Provided data:
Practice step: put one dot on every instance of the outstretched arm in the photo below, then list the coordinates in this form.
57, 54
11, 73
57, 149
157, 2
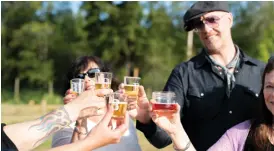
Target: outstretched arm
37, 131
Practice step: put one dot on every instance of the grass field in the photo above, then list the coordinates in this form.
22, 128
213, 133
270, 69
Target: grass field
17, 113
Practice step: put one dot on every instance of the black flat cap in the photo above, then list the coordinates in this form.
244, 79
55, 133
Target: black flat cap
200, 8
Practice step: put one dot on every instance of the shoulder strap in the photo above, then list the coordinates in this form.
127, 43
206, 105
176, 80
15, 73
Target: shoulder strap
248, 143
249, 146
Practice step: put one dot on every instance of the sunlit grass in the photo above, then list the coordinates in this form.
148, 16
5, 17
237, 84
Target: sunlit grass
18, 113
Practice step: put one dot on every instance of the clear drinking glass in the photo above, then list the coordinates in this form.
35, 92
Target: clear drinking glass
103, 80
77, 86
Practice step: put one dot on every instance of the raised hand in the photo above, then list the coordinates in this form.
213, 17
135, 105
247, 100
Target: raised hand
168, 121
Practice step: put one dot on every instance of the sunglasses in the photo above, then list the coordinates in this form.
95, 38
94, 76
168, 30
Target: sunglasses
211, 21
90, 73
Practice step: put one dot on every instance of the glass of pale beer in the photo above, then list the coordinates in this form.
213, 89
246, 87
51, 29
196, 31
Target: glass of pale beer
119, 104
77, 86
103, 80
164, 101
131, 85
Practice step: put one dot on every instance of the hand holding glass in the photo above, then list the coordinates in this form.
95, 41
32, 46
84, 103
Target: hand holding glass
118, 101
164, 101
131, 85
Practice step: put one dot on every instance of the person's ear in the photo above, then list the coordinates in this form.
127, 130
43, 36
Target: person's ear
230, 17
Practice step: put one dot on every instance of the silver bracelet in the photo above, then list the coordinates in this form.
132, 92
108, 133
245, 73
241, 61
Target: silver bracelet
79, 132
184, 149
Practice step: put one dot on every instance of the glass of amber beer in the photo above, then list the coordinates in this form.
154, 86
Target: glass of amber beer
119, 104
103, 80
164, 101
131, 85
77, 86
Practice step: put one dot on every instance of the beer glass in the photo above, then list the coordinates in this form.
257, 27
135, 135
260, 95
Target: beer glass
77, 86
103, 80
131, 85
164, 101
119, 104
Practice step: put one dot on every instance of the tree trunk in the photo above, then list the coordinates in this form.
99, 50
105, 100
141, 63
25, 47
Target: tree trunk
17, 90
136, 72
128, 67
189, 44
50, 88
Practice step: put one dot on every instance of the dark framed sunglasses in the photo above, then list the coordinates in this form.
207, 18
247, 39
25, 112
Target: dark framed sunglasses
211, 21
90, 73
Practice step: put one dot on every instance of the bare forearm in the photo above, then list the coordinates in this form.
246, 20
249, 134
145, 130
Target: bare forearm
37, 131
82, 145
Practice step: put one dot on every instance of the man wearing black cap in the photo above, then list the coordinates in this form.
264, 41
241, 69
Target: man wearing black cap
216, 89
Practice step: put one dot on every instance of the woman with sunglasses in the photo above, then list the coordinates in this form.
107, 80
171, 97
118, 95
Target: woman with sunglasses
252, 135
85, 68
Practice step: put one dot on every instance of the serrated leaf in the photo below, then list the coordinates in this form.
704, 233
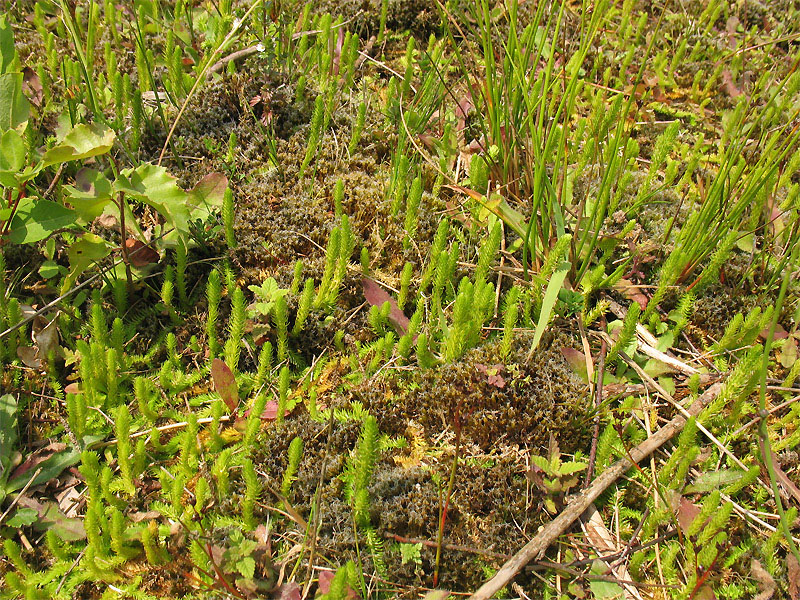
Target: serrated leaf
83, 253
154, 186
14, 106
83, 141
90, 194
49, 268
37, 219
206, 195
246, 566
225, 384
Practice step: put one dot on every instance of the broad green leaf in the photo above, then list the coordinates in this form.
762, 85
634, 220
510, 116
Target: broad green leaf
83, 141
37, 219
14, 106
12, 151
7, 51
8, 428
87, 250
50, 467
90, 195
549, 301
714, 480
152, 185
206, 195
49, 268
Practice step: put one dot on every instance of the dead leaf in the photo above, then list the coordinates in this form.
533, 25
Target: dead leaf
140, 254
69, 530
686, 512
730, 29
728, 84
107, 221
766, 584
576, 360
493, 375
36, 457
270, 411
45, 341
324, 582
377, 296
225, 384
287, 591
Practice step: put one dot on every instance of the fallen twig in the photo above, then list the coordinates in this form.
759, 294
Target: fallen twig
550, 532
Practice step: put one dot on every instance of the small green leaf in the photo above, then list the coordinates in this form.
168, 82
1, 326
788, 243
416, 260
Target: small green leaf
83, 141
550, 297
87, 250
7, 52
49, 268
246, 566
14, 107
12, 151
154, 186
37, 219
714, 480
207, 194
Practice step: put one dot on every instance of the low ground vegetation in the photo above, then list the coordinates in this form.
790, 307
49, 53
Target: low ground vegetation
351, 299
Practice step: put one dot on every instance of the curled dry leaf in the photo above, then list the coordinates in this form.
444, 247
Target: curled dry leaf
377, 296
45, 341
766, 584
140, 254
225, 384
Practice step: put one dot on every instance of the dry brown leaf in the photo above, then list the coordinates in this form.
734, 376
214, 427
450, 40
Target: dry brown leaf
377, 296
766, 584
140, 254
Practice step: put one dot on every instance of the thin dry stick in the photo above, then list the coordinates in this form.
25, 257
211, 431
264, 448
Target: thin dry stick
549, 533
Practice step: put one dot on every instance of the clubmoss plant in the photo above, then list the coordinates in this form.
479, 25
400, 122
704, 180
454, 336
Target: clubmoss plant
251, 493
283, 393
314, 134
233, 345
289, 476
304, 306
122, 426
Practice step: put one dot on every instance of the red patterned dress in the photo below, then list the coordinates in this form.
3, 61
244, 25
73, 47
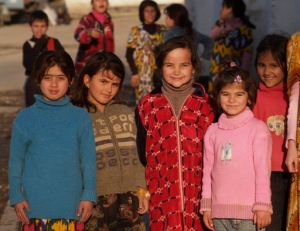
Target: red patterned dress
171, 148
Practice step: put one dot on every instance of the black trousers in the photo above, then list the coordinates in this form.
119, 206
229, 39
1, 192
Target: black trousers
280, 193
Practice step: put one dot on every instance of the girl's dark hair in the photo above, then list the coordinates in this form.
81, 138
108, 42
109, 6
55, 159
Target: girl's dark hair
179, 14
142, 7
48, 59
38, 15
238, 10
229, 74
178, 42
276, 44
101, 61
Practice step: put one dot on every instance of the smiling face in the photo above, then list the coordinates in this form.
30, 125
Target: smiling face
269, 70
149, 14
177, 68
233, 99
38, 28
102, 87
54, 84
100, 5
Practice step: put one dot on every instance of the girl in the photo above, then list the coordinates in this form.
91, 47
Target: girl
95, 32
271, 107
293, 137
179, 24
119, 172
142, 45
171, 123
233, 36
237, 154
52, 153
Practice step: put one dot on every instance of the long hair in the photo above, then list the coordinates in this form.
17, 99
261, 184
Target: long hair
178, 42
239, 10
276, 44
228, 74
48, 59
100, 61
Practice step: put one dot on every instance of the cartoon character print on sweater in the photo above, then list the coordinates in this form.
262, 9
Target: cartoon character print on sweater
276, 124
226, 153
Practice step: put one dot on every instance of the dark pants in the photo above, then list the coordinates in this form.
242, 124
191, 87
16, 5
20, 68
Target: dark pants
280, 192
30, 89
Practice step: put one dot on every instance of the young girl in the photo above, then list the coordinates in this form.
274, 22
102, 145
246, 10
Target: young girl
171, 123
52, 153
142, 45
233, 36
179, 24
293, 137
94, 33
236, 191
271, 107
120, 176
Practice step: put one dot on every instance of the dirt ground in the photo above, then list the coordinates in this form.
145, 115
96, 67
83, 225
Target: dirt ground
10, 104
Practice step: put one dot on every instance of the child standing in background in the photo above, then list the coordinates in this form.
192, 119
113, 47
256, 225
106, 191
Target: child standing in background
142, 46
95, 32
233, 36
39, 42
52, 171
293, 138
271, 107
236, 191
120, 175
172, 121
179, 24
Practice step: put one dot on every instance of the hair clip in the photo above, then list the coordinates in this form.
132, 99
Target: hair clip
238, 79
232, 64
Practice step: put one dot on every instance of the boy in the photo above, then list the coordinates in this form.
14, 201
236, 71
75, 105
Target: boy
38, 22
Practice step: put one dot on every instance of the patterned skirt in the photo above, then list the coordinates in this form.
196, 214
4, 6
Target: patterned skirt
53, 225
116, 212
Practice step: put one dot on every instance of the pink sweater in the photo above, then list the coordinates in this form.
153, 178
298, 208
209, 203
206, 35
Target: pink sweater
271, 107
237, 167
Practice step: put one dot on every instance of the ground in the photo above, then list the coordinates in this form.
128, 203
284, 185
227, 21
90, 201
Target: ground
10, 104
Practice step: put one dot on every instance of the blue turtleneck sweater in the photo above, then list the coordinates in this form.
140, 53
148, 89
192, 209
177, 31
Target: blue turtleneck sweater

Short exercise:
Set down, exactly and in full, the lines from the one containing "Practice step: put one dot on every instance of the hair" through the end of the entries; no other line belongs.

Task response:
Practice step: put one dot on every instance of the hair clip in the photo above, then list the coordinates in this form.
132, 99
Target: hair clip
238, 79
232, 64
Practice step: put one dot on every instance of the boy in the photo above, then list the coordinates in this form.
14, 201
236, 71
75, 105
Target: boy
38, 22
Practice step: put one dot on every instance of the patterned skirt in the photo above, then list the coordinates in this form.
196, 214
4, 6
Target: patterned skirt
53, 225
116, 212
Practice step: put one dot on every instance of the pink sweater in the photo above, then list the coordinates in this form.
153, 178
298, 208
209, 203
206, 35
Target: pink sweater
271, 107
237, 167
Practice step: put one dot on every instance of the ground in the photo above, then list the coordinates in this form.
128, 203
284, 185
227, 21
90, 201
Target: ground
10, 104
Practice step: put one dot on every instance of the blue turtleneck sweater in the photo above, then list the coordinates in this form.
140, 53
148, 89
192, 209
177, 31
Target: blue turtleneck sweater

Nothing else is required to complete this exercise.